__TO DO__
Update the stretch of items from the line containing "Target: blurred stack of cup" through the end of the items, replacing "dark" with "navy" and leaving everything else unchanged. Leave the pictures out of your answer.

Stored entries
* Begin *

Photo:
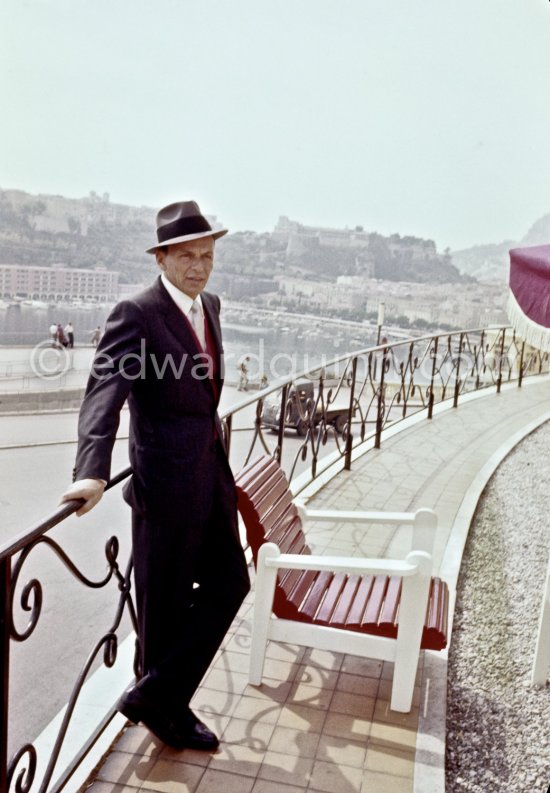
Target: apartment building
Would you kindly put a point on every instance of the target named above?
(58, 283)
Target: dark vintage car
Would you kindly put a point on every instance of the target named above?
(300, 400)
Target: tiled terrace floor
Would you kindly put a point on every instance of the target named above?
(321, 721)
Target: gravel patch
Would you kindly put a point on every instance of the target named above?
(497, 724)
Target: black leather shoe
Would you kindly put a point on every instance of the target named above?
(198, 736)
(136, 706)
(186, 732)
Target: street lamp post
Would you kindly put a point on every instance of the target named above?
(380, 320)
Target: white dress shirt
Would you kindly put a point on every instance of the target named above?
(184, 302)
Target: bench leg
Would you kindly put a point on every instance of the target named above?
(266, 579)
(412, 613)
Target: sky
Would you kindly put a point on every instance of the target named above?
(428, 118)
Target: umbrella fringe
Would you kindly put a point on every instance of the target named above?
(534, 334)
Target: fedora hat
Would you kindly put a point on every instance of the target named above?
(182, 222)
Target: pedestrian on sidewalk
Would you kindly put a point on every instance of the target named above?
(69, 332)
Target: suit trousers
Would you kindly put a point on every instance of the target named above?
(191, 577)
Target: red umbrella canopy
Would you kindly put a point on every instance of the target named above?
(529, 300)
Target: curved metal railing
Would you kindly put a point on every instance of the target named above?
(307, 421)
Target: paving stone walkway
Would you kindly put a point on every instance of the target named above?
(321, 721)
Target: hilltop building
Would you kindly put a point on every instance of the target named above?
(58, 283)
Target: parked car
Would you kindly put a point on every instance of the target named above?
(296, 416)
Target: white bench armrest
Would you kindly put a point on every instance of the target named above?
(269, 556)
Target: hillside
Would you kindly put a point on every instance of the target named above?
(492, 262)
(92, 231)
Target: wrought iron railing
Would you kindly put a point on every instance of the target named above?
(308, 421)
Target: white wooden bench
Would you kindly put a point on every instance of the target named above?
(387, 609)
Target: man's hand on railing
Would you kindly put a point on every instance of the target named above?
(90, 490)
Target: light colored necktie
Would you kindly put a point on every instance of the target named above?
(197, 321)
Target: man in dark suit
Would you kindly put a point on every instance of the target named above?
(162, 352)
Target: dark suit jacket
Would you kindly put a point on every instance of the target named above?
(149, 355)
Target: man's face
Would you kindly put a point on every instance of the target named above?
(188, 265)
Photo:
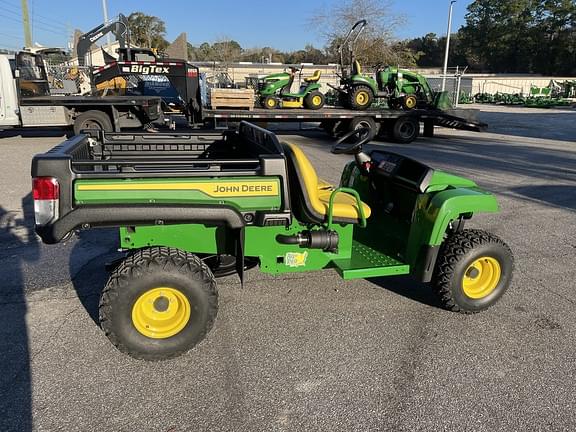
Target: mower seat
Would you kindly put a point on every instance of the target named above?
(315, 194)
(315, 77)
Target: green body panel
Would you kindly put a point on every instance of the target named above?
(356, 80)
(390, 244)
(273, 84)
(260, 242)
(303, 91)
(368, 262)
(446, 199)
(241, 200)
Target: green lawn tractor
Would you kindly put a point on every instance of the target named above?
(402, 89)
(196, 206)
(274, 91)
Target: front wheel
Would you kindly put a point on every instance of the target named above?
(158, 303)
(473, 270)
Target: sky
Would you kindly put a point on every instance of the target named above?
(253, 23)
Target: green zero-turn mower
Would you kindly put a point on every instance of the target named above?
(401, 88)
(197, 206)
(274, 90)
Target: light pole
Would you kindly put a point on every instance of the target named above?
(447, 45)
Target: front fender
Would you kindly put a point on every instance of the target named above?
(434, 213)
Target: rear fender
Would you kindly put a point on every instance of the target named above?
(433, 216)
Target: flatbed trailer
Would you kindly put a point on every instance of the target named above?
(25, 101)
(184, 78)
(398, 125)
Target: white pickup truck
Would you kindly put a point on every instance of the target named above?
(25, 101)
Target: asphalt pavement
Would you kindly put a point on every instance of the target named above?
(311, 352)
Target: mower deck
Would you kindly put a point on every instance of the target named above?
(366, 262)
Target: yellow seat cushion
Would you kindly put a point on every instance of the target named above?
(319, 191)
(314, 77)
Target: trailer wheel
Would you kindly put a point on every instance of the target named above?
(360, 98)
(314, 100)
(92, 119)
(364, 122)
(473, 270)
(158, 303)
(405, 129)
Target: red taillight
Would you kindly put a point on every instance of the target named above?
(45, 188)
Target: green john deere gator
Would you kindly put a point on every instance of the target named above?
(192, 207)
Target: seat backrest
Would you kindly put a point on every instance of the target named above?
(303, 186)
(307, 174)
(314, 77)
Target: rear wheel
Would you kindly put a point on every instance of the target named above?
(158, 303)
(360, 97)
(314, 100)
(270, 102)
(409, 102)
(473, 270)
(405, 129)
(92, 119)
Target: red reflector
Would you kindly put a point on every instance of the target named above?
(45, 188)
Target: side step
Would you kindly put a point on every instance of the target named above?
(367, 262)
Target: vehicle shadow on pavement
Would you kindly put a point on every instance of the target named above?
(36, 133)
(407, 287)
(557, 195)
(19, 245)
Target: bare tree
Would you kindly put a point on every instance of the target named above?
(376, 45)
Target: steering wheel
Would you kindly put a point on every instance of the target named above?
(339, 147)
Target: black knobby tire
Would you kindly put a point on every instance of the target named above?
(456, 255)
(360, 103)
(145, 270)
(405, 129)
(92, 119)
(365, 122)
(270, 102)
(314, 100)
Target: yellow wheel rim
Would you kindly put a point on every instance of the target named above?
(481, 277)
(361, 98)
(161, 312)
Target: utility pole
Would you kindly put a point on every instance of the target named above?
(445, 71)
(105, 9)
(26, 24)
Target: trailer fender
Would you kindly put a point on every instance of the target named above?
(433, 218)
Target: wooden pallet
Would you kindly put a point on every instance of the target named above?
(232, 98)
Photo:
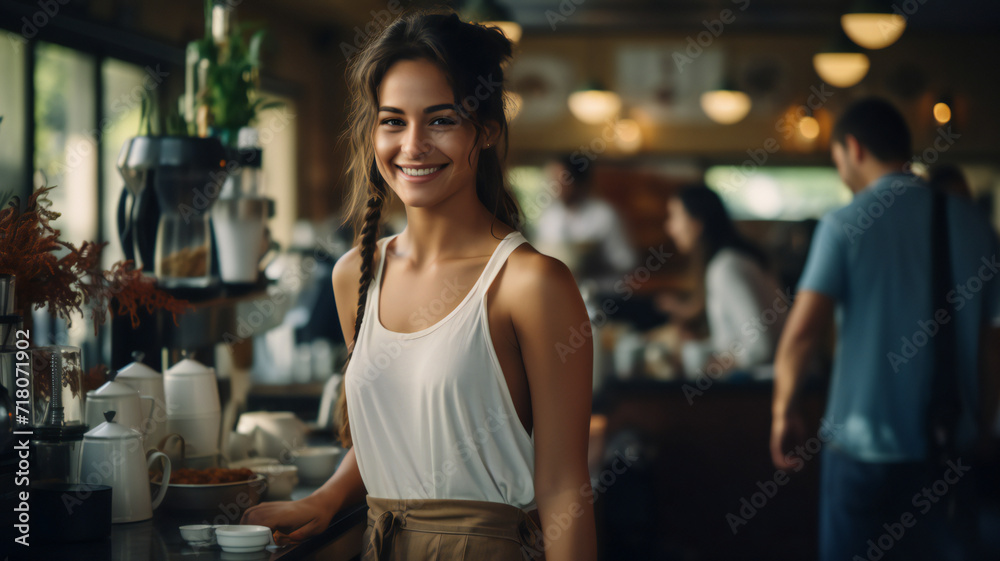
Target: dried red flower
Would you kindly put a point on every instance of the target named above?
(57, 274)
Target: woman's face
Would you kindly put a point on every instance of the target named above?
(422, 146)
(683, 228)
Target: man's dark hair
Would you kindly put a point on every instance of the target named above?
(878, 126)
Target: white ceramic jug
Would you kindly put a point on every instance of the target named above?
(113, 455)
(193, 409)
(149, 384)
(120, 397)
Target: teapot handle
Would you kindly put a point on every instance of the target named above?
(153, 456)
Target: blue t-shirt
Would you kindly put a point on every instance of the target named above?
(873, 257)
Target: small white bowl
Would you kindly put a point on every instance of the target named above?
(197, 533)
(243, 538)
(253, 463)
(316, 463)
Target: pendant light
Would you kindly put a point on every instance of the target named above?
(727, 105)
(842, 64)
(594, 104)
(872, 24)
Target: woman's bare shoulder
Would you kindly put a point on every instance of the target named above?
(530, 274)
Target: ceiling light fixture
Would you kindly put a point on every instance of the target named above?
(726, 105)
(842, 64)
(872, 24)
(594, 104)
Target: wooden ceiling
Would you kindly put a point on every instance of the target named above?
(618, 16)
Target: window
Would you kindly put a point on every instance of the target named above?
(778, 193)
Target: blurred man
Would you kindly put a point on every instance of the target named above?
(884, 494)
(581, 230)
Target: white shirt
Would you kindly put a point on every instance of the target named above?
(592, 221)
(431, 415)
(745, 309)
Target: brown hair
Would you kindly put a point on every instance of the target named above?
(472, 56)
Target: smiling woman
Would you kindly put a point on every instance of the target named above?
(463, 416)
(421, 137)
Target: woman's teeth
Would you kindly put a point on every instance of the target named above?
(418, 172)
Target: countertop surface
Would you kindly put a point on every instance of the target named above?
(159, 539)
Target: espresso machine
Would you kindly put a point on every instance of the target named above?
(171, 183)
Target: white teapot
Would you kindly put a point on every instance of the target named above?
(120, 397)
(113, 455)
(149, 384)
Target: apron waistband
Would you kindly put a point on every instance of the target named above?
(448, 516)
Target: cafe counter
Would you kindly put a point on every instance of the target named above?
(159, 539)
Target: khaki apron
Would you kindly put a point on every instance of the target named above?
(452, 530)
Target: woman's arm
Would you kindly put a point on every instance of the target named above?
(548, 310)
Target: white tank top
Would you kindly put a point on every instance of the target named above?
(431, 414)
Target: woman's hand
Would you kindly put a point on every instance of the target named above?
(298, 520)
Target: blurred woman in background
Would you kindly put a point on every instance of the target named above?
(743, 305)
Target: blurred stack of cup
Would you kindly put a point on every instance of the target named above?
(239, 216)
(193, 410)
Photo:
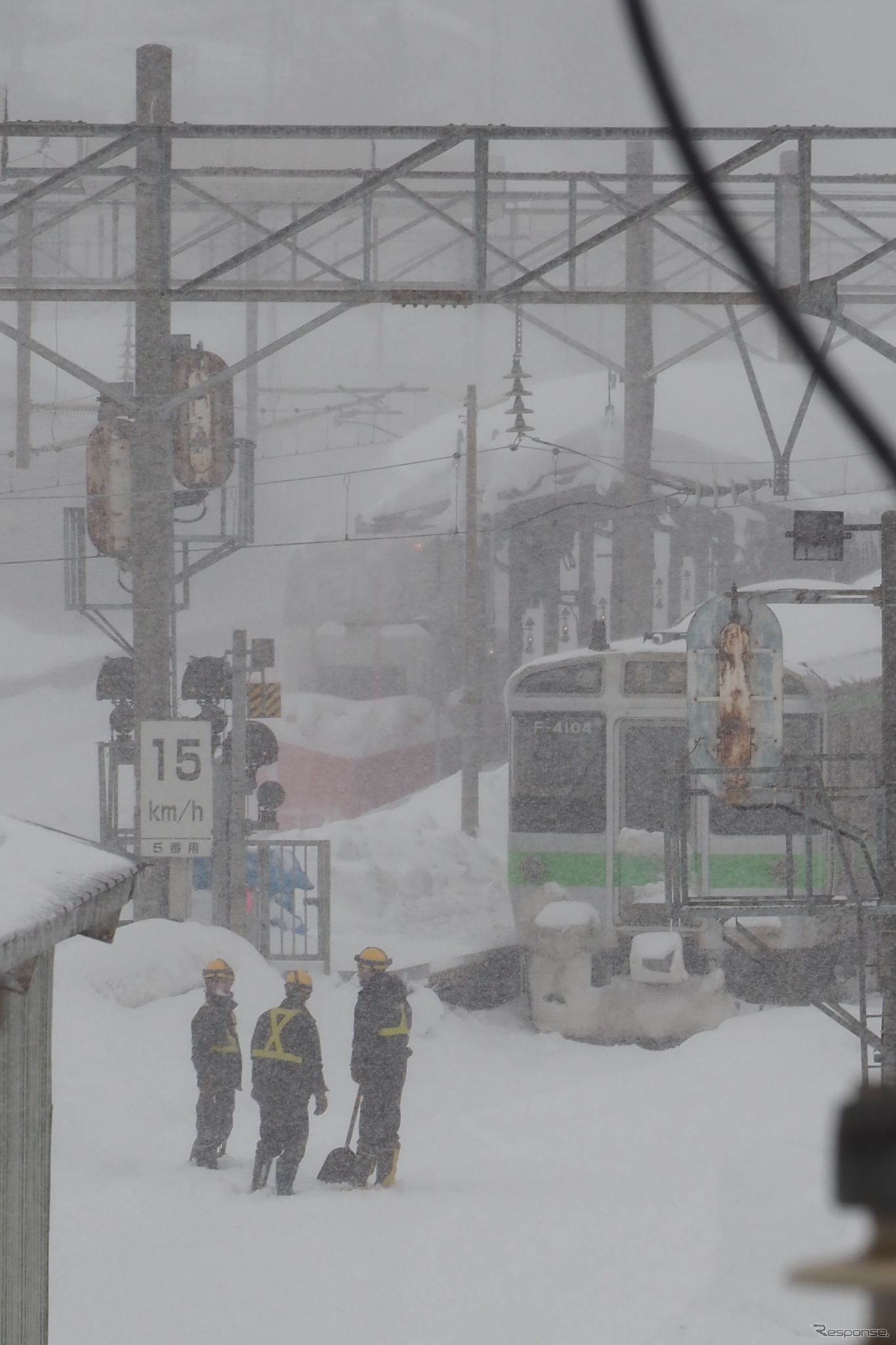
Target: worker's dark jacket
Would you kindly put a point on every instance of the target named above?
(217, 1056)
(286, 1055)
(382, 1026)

* End *

__COMPLETE ANSWER__
Target: blurred stack of cup
Would you kindly put a point on every instance of the target named above?
(239, 216)
(193, 410)
Photo:
Target: worker's navy jacket
Would you kindly put a point on every instance of the target named above?
(217, 1056)
(286, 1055)
(382, 1026)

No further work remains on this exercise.